Recent scholarship has explored Hobhouse's attentiveness to questions of imperial and international politics, which he insisted any adequate account of liberalism should confront. Yet, in seeking to integrate Hobhouse into the broader currents of Anglo-American liberal internationalism, this work has inadvertently downplayed his preoccupation with race. 5 This omission is striking, not least because the new liberal was recognised in his lifetime as an expert on race. In 1909, Hobhouse convened the first meeting to plan the Universal Races Congress, held in 1911 to discuss relations ‘between so-called white and so-called coloured peoples’ (Rich, 1984: 535; Spiller, 1911: v), and had earlier helped establish the Sociological Society in London, which in its early years debated the significance of racial difference (Rich, 1990: 93–6). 6 Later, he served as the president of the 1910 conference on ‘Nationalities and Subject Races’, and though Hobhouse was not present at the conference, the chair in his opening address lamented Hobhouse's absence, for ‘he would have been able to speak to them with all the weight of acknowledged authority’. 7
In recovering this apparent authority, the present article also offers a prominent case study in how liberalism, often theorised in the late-nineteenth century by imperial and colonial elites as exclusive to the white world, became re-articulated in the twentieth as a political creed inherently opposed to the colour line. Prevailing scholarly accounts suggest that early-twentieth-century liberals began to distance themselves from overt claims of white supremacy in order to occlude imperial violence, what Jeanne Morefield (2014) calls a liberal strategy of deflection. 8 This was a symptom of what John M. Hobson (2012: 320) terms ‘colonial-racist guilt syndrome’ among liberals, spurred on by fracturing imperial legitimacy and rising anti-colonial resistance. In Hobhouse's thought, however, the language of race was intended not to deflect from imperial violence, but rather to call attention to it; he used race as exclusionary rhetoric, which tainted rival liberalisms as insufficiently cosmopolitan. Attending to how and why Hobhouse effected this intervention, I suggest, offers a more textured account of ideological innovation around ‘race’ in the history of liberal thought.

--

TASK PROMPT: Continue the passage on Hobhouse and race from the point where it stops.

SUPPLIED DATA:
--

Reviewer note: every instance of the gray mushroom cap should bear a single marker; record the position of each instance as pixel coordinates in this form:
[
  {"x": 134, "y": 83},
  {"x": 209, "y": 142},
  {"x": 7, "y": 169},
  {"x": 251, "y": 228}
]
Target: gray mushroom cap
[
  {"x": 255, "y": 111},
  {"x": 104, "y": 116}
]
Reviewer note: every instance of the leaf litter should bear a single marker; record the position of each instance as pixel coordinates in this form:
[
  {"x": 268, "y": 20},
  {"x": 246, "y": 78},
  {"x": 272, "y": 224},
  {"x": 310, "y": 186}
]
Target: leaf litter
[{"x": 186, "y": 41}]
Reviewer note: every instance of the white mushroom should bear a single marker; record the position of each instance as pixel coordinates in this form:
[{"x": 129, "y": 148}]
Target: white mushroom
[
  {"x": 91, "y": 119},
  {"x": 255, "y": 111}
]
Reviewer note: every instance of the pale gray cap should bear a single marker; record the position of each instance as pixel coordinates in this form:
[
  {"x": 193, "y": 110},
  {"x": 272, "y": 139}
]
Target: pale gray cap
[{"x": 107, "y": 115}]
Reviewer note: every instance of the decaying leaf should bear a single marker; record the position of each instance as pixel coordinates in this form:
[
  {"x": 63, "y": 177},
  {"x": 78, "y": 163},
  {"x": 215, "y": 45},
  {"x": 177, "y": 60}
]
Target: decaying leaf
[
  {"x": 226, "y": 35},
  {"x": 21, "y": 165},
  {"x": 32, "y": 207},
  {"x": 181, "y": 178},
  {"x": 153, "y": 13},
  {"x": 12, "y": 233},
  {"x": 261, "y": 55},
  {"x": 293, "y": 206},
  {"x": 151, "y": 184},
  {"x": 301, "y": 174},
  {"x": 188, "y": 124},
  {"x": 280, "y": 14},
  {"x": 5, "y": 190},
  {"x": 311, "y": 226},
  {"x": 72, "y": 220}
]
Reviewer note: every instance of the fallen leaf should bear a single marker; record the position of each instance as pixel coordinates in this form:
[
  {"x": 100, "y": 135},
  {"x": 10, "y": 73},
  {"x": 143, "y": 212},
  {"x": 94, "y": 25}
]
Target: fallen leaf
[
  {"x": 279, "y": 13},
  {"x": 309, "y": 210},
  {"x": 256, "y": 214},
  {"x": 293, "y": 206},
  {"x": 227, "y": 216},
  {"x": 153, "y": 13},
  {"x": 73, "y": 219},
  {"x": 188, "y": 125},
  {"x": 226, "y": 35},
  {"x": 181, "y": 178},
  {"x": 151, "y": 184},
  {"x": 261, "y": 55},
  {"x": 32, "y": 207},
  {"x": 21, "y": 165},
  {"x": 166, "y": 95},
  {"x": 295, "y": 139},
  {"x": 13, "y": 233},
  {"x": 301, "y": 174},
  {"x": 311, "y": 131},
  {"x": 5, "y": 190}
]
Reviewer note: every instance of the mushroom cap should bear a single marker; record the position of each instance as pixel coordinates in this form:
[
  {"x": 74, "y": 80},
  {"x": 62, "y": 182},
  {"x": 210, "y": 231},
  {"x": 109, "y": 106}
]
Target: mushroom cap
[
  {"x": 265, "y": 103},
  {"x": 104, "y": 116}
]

--

TASK RESULT:
Liberal hypocrisy and illiberal empire
One consequence of Britain's unprecedented imperial expansion after 1870 was the proliferation of creative and vehement critiques of empire in the metropole. The South African War (1899–1902), in particular, sparked ambitious accounts of imperial overextension among British intellectuals. Hobhouse was part of a wider group of self-styled ‘progressives’, gathered loosely around the Rainbow Circle discussion group in London, who diagnosed recent conquests as a project of elite self-aggrandisement. 9 Drawing on a traditional radical idiom and more recent critiques of capitalism, they cast the ‘new imperialism’ as a conspiratorial threat to social democracy at home – an argument most famously articulated in J. A. Hobson's Imperialism: A Study (1902). Crucially, these progressives, including Hobson and Hobhouse, rarely rejected empire as an ideal form of political organisation, critiquing instead what they saw as its ‘insane’ or malignant forms. 10
Of these fin-de-siècle imperial sceptics, Hobson remains the most studied. 11 By contrast, Hobhouse's imperial thought, when it receives attention, is typically characterised as dovetailing with Hobson's better-known account of imperialism as a diseased growth upon capitalism. 12 Hobhouse departed from his friend's better-studied account, however, in theorising imperialism as an ideational and psychological, as opposed to economic, phenomenon. While Hobson often treated imperial apologetics as epiphenomenal to underlying capitalist forces, Hobhouse saw imperial expansion as principally the result of a moral and intellectual breakdown among progressives – what he called ‘a reaction against humanitarianism’ (Hobhouse, 1904: 57). Imperialism was thus not a problem simply for the political economist to confront, through a demonstration that trade did not in fact ‘follow the flag’; nor could imperialism be adequately explained by reference to what Hobson (1902: 76–93) called its ‘economic taproot’, namely over-saving by capitalists and their parasitic encroachment upon state power. Indeed, Hobhouse (1899: 204–5; 1904: 30), while citing the empirical data drawn together by Hobson, largely bypassed the latter’s economic arguments. Instead, in critiquing imperialism, Hobhouse (1901b: 102) took as his unit of analysis what he called, in an idealist idiom, ‘the growth of the Imperial spirit’. This was the ‘spirit of domination which rejoices in conquest’, which he claimed had come to dominate British politics since 1870 (Hobhouse, 1904: 36, 29).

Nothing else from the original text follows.